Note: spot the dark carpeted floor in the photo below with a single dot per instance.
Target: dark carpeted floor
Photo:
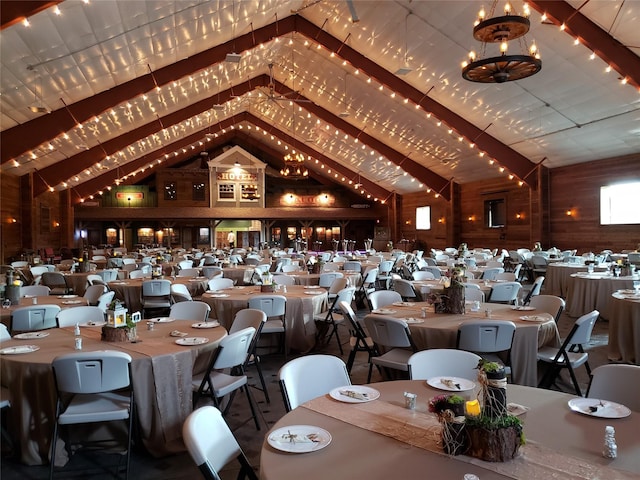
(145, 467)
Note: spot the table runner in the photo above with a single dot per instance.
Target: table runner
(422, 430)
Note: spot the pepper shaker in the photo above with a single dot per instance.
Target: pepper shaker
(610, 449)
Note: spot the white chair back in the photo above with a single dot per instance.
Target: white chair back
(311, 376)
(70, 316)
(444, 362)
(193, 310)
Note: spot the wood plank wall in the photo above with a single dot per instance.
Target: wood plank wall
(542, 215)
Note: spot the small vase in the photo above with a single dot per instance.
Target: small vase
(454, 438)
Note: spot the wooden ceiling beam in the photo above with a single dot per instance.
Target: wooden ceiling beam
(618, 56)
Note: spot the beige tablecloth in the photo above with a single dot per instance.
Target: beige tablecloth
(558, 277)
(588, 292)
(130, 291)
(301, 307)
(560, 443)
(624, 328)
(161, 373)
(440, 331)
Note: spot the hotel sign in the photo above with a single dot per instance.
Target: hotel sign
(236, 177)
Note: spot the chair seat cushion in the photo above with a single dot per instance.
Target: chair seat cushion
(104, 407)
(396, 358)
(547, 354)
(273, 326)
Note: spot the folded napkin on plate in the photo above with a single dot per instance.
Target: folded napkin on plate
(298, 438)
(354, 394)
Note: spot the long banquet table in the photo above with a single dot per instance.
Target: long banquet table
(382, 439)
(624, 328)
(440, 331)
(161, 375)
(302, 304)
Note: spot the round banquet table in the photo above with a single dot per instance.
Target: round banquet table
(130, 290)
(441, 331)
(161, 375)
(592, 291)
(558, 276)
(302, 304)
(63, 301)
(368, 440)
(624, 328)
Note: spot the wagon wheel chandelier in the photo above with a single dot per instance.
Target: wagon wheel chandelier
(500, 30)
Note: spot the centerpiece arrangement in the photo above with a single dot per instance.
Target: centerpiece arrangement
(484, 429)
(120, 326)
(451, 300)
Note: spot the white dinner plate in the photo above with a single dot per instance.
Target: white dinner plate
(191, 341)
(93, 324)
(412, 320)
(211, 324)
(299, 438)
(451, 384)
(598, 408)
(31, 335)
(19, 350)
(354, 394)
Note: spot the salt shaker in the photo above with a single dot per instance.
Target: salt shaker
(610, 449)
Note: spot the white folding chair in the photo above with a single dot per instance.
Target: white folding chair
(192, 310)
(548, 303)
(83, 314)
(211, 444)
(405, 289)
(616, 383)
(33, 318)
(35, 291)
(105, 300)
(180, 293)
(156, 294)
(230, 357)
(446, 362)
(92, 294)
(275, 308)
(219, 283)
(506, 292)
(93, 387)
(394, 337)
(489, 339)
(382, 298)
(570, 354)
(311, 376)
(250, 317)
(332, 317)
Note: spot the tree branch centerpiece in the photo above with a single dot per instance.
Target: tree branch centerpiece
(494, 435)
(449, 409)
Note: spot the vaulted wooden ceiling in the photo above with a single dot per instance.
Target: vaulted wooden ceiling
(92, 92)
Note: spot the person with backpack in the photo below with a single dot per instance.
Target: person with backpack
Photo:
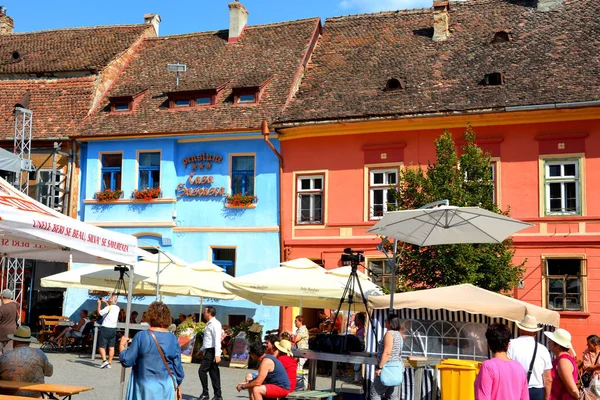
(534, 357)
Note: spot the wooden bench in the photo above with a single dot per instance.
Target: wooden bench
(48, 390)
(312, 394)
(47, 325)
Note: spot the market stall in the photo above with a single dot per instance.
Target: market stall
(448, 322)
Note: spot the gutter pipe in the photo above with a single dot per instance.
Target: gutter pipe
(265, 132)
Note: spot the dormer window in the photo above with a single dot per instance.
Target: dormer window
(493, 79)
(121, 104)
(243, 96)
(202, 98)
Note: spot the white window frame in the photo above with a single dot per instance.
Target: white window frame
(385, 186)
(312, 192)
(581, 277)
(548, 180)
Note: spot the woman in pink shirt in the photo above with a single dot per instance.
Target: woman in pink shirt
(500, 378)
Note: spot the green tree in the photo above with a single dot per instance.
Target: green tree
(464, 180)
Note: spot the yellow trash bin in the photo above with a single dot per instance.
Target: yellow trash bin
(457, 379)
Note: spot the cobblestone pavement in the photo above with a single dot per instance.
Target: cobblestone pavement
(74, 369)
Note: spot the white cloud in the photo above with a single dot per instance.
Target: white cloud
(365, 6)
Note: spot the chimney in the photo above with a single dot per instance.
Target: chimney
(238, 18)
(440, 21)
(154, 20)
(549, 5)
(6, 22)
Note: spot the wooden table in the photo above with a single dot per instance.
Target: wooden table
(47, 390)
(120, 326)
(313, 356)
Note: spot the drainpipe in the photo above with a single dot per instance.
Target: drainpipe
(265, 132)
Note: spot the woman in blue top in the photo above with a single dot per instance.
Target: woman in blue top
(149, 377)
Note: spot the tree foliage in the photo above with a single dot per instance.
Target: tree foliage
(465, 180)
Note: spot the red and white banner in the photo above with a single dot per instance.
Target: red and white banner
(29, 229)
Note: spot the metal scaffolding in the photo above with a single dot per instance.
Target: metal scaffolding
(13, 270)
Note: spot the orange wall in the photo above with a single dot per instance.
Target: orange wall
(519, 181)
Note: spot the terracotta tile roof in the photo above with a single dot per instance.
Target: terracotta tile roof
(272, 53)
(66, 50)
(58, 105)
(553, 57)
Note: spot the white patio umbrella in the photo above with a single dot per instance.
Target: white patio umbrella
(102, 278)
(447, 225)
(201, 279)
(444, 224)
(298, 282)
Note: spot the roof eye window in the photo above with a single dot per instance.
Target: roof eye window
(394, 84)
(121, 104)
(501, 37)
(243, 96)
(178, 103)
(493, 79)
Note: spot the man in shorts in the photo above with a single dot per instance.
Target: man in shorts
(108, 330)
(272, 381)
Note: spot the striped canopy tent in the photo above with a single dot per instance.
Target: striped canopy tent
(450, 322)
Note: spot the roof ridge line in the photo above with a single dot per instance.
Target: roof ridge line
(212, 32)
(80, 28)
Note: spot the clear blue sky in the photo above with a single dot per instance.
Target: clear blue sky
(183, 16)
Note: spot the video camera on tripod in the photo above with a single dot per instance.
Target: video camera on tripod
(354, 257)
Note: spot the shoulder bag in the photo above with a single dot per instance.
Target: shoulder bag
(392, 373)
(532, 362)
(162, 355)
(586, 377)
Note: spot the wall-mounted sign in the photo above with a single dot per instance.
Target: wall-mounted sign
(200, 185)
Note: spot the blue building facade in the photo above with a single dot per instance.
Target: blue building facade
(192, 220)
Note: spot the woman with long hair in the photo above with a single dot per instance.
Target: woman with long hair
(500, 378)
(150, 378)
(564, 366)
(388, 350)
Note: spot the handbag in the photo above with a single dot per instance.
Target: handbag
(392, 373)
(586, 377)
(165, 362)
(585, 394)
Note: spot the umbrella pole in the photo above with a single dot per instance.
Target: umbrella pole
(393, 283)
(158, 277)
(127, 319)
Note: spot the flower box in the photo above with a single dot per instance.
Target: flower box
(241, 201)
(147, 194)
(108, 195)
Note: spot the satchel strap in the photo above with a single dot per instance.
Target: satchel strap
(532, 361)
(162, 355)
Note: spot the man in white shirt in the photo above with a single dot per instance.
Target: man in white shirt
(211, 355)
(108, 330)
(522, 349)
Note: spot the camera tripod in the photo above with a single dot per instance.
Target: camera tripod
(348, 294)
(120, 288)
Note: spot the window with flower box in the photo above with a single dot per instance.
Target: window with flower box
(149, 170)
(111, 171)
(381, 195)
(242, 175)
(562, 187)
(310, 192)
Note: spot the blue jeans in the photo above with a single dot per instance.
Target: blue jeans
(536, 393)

━━━━━━━━━━━━━━━━

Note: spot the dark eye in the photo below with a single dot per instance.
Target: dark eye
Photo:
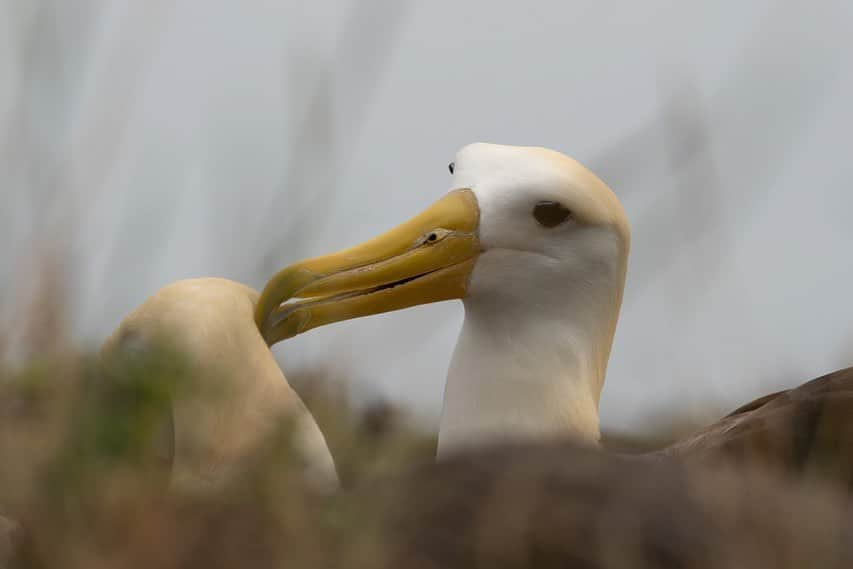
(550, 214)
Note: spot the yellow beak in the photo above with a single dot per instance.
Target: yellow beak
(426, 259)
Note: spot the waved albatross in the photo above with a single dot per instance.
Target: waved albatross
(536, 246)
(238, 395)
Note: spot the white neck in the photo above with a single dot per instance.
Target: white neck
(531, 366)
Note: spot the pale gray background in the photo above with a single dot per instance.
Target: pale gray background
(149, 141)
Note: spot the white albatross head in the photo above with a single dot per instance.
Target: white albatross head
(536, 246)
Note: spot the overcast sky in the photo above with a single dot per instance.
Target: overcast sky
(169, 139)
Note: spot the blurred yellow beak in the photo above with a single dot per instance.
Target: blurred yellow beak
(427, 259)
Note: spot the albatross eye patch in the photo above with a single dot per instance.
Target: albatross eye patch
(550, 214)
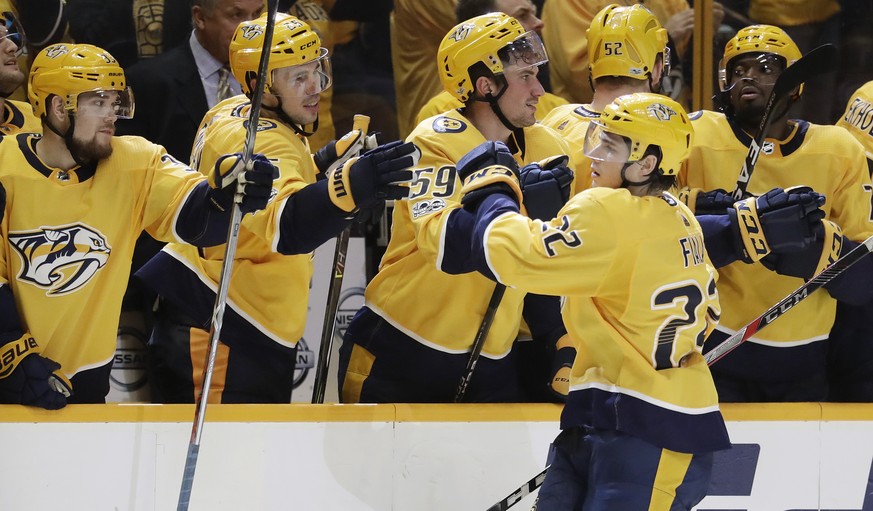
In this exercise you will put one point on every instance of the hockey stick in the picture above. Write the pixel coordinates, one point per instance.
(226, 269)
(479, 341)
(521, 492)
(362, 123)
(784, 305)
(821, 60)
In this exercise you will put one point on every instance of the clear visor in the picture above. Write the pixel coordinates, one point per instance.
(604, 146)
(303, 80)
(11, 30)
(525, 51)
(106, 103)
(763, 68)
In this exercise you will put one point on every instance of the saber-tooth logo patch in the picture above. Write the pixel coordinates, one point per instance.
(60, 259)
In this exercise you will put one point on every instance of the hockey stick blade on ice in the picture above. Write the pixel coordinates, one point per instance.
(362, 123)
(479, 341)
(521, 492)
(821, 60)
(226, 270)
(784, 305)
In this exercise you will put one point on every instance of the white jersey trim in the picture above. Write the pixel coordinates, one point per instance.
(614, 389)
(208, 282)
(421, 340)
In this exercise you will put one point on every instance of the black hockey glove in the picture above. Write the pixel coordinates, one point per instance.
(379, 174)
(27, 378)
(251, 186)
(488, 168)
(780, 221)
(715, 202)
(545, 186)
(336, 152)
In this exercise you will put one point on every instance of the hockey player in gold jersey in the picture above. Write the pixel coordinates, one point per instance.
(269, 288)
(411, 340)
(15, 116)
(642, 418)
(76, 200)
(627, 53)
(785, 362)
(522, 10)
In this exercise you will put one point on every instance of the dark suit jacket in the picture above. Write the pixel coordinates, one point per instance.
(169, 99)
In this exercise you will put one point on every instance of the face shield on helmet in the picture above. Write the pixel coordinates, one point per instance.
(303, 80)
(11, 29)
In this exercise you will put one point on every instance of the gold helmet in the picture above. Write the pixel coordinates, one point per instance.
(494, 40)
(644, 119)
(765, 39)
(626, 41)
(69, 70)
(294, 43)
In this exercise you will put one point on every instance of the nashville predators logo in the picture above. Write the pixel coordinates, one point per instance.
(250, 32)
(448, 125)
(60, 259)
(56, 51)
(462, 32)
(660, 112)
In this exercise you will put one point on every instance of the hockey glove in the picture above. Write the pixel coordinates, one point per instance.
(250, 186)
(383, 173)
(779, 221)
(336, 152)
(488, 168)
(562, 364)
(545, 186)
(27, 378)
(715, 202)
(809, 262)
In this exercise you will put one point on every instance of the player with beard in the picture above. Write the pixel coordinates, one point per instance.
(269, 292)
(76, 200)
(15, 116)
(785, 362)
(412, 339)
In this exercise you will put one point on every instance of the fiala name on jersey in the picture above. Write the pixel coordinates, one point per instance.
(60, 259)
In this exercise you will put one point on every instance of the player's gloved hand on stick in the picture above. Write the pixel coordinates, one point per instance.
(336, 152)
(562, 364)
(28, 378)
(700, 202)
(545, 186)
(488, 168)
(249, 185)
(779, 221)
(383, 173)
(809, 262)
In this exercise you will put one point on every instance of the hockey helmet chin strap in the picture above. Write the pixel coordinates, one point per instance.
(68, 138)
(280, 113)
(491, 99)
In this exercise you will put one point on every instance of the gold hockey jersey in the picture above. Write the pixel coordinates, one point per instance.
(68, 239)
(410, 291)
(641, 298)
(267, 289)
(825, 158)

━━━━━━━━━━━━━━━━

-- Brief --
Proceeding from the line containing "Target: white chair back" through the line containing "Note: spot the round", transcribe the lines above exactly, both end lines included.

-- Result --
Target: white chair back
(311, 376)
(70, 316)
(444, 362)
(193, 310)
Note: spot the wood plank wall in the photo above with a single dot per instance.
Target: wood plank wall
(542, 215)
Note: spot the small vase in the photo above with a single dot per instance.
Target: small vase
(454, 438)
Note: spot the wooden ceiling beam in the photo above with a single dot per instance.
Target: wooden ceiling beam
(618, 56)
Note: spot the beige tablecloth in the photo above with a single dot per instance.
Target: beige tablecloth
(558, 277)
(588, 292)
(130, 291)
(301, 307)
(560, 443)
(624, 328)
(161, 373)
(440, 331)
Note: spot the hotel sign in the photo above with a single dot per instance.
Target: hotel sign
(236, 177)
Note: spot the chair seat cushion in the photo above with a single dot per instance.
Target: chair seat cushion
(104, 407)
(396, 358)
(547, 354)
(273, 326)
Note: spot the folded napkin on plate in the photo above with a single dot per instance.
Target: folded napkin on plate
(298, 438)
(354, 394)
Note: spot the long banquet table in the photo above with a single dot per instance.
Target: long banquet table
(382, 439)
(624, 328)
(440, 331)
(161, 375)
(302, 304)
Note: spot the round banquet table in the photo above with a single dot per instance.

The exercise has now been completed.